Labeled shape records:
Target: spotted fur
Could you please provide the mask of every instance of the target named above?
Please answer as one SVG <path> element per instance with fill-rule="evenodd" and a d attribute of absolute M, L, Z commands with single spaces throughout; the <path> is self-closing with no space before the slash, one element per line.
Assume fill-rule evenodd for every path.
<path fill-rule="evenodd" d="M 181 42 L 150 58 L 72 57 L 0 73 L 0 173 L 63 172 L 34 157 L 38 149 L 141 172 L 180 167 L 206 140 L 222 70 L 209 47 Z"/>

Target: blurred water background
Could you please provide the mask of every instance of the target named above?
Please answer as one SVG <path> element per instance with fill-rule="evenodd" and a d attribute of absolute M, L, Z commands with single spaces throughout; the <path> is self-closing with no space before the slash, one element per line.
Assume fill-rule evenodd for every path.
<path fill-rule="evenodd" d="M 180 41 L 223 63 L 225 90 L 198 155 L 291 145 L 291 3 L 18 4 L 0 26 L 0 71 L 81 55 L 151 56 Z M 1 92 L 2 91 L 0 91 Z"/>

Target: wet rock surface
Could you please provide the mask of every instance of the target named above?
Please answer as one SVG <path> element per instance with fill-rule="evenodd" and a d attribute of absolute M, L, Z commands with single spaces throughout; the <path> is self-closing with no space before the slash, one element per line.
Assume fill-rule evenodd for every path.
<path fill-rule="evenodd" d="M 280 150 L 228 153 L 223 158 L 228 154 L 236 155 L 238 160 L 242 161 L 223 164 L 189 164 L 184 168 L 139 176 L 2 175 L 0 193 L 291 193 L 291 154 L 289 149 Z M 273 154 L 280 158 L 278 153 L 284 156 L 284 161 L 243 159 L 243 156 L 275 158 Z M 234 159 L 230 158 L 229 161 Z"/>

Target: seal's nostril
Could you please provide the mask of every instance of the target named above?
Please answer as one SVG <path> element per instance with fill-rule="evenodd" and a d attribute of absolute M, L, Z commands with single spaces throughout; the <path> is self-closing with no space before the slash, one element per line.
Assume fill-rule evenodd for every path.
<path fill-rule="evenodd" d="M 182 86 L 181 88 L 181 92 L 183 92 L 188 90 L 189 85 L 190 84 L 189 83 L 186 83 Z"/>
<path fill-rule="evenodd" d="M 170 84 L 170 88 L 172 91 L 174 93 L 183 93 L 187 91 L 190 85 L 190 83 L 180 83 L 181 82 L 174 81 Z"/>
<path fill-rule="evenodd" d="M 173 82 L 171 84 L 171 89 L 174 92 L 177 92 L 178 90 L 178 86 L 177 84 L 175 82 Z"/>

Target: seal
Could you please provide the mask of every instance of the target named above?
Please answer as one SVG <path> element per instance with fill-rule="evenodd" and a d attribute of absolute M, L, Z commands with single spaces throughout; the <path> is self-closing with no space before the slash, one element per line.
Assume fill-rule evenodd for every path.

WHAT IS BEING ASKED
Copy out the material above unchanged, from the line that contains "Target: seal's nostril" up to and including the line that contains "173 82 L 171".

WRITTEN RESPONSE
Target: seal's nostril
Could you please provide the mask of every instance of the target named above?
Please answer as one SVG <path> element per instance with fill-rule="evenodd" and a d attribute of absolute M, L, Z commands with single spaces throughout; the <path> is self-closing with no space before the slash, one element per line.
Assume fill-rule evenodd for every path.
<path fill-rule="evenodd" d="M 182 86 L 181 88 L 181 92 L 183 92 L 188 90 L 189 85 L 190 84 L 189 83 L 186 83 Z"/>
<path fill-rule="evenodd" d="M 170 84 L 170 88 L 172 91 L 174 93 L 183 93 L 187 91 L 190 85 L 190 83 L 180 83 L 181 82 L 174 81 Z"/>
<path fill-rule="evenodd" d="M 173 82 L 171 84 L 171 89 L 174 92 L 177 92 L 178 90 L 178 86 L 177 84 L 175 82 Z"/>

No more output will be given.